▸ **WHAT YOU NEED TO DO**:
1 > Answer the following from the passage about the city of Tsukumi:
(a) What was the city's estimated population as of 31 August 2023?
(b) Which body of water does the eastern side of the city face?
(c) Which month is the wettest?
2 > Extend the passage about the city of Tsukumi, continuing after its final sentence.

Tsukumi (津久見市, Tsukumi-shi) is a city located in Ōita Prefecture, Japan. As of 31 August 2023, the city had an estimated population of 15,492 in 7,666 households, and a population density of 190 persons per km^{2}. The total area of the city is 79.48 km2. Although it has the smallest population among the cities in Ōita Prefecture, it has the third highest population density after Ōita City and Beppu City.

==Geography==
Tsukumi is located in southeastern Ōita Prefecture, approximately 30 kilometers southeast of the prefectural capital at Ōita City. The eastern side faces the Bungo Channel and surrounds Tsukumi Bay, which is part of the Bungo Channel, from three sides, and the northern half of the Youra Peninsula on the south side of the bay and the southern half of the Nagame Peninsula on the north side.

===Neighboring municipalities===
Ōita Prefecture
- Saiki
- Usuki

===Climate===
Tsukumi has a humid subtropical climate (Köppen Cfa) characterized by warm summers and cool winters with light to no snowfall. The average annual temperature in Tsukumi is 15.6 °C. The average annual rainfall is 1759 mm with September as the wettest month. The temperatures are highest on average in August, at around 26.1 °C, and lowest in January, at around 5.5 °C.

== Demographics ==
Per Japanese census data, the population of Tsukumi has declined in recent decades.

▸ **DATASET CONTENT**:
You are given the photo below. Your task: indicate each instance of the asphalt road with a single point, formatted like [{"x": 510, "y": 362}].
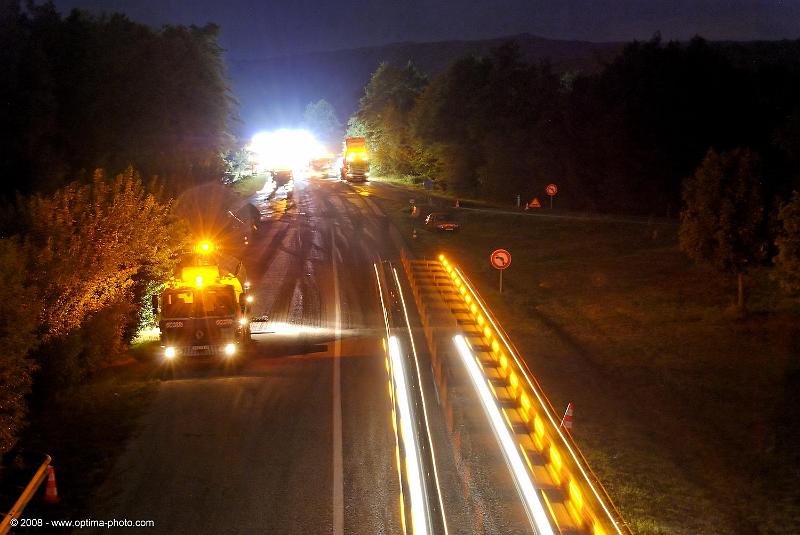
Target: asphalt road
[{"x": 298, "y": 439}]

▸ **RESULTS FOR THE EXERCISE**:
1 >
(a) 15,492
(b) The Bungo Channel
(c) September

2 >
==History==
The area of Tsukumi was part of ancient Bungo Province. According to legend Emperor Jimmu climbed Mount Suisho in Tsukumi and offered mandarin oranges to the people. Historical records indicate that mandarin oranges were cultivated in the area from around 740 AD. During the Edo period the area was divided between Usuki Domain and Saiki Domain. Following the Meiji restoration, the village of Tsukumi (津組村) within Minamiamabe District, Ōita was established on May 1, 1889 with the creation of the modern municipalities system. It was raised to town status on January 1, 1921, changing the kanji of its name to the present characters. It was raised to city status on April 1, 1951.

==Government==
Tsukumi has a mayor-council form of government with a directly elected mayor and a unicameral city council of 12 members. Tsukumi contributes one member to the Ōita Prefectural Assembly. In terms of national politics, the city is part of the Ōita 2nd district of the lower house of the Diet of Japan.

==Economy==
The economy of Tsukumi is center around limestone quarries and cement manufacturing. West of the city is the Todaka Mine, one the biggest limestone quarries in Japan. The limestone is used in the Tsukumi cement plant owned by the Taiheiyo Cement Corporation.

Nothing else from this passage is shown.